→ **Given entries**:
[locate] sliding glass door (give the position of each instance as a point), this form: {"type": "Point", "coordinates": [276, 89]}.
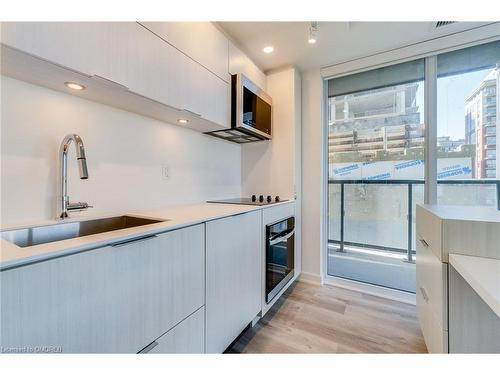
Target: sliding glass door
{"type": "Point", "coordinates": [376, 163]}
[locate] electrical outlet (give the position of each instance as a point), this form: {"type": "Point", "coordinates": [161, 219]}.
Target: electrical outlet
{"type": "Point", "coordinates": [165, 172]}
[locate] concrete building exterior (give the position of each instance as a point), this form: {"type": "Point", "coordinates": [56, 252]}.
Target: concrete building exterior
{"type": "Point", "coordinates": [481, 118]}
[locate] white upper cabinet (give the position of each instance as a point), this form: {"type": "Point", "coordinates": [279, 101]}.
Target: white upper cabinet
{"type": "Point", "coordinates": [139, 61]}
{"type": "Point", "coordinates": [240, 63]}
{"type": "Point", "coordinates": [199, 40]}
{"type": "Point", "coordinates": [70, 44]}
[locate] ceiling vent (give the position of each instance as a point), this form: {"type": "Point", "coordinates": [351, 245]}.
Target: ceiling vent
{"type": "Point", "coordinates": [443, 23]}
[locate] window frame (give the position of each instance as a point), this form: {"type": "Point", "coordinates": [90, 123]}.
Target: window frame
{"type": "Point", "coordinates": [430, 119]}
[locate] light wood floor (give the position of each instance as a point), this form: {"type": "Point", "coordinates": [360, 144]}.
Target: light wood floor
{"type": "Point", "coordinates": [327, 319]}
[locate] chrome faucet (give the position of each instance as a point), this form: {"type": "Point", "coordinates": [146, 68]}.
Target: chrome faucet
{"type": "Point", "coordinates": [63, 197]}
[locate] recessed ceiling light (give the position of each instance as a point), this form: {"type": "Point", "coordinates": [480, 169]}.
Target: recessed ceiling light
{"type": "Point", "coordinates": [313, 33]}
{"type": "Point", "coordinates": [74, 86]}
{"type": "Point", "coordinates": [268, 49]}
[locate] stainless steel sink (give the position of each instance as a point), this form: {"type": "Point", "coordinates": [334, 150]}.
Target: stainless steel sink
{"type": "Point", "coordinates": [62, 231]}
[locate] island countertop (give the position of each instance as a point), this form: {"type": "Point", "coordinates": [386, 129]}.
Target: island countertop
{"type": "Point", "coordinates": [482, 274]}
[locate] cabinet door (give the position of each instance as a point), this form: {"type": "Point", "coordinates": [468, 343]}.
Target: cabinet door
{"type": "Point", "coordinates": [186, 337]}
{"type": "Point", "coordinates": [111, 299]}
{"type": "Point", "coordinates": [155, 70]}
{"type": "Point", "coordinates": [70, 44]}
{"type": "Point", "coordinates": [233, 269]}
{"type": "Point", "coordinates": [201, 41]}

→ **Work instruction**:
Retype the lines above exactly, no pictures.

→ **Exercise answer**:
[locate] sliding glass door (give the position of each instance as a point), this form: {"type": "Point", "coordinates": [276, 89]}.
Target: sliding glass door
{"type": "Point", "coordinates": [376, 163]}
[locate] electrical outlet (give the position of each instance as a point), this form: {"type": "Point", "coordinates": [161, 219]}.
Target: electrical outlet
{"type": "Point", "coordinates": [165, 172]}
[locate] concrete building exterior (give the position of each instance as a point), this form: {"type": "Point", "coordinates": [56, 252]}.
Target: concrete building exterior
{"type": "Point", "coordinates": [481, 118]}
[locate] white upper cabinet (give the position of each instance as a point), this form: {"type": "Point", "coordinates": [279, 101]}.
Target: white upper cabinet
{"type": "Point", "coordinates": [139, 61]}
{"type": "Point", "coordinates": [240, 63]}
{"type": "Point", "coordinates": [199, 40]}
{"type": "Point", "coordinates": [70, 44]}
[locate] ceiling vent (give the position of each instance as a point), this form: {"type": "Point", "coordinates": [351, 245]}.
Target: ceiling vent
{"type": "Point", "coordinates": [443, 23]}
[locate] window frame (give the position of each instance as a point), this form: {"type": "Point", "coordinates": [90, 123]}.
Target: window frame
{"type": "Point", "coordinates": [430, 119]}
[locate] light wood floor (give the position of each instance as a point), this form: {"type": "Point", "coordinates": [360, 144]}.
Target: light wood floor
{"type": "Point", "coordinates": [327, 319]}
[locate] chrome faucet (give the position of each instance as a point), this form: {"type": "Point", "coordinates": [146, 68]}.
Target: chrome faucet
{"type": "Point", "coordinates": [63, 197]}
[locate] recessed ceiling light (give the position of each instance as a point), this form: {"type": "Point", "coordinates": [480, 169]}.
Target: recessed ceiling light
{"type": "Point", "coordinates": [313, 33]}
{"type": "Point", "coordinates": [74, 86]}
{"type": "Point", "coordinates": [268, 49]}
[locate] stainless steel sink (give the position of each instance as a point), this form: {"type": "Point", "coordinates": [334, 150]}.
Target: stainless steel sink
{"type": "Point", "coordinates": [62, 231]}
[locate] island countertop (give the position of each instance as a point), this form: {"type": "Point", "coordinates": [386, 129]}.
Target: island countertop
{"type": "Point", "coordinates": [482, 274]}
[locate] cabinet door (give the position of each instance as a point), this form: {"type": "Point", "coordinates": [468, 343]}.
Target: cabinet door
{"type": "Point", "coordinates": [186, 337]}
{"type": "Point", "coordinates": [111, 299]}
{"type": "Point", "coordinates": [155, 70]}
{"type": "Point", "coordinates": [70, 44]}
{"type": "Point", "coordinates": [233, 269]}
{"type": "Point", "coordinates": [201, 41]}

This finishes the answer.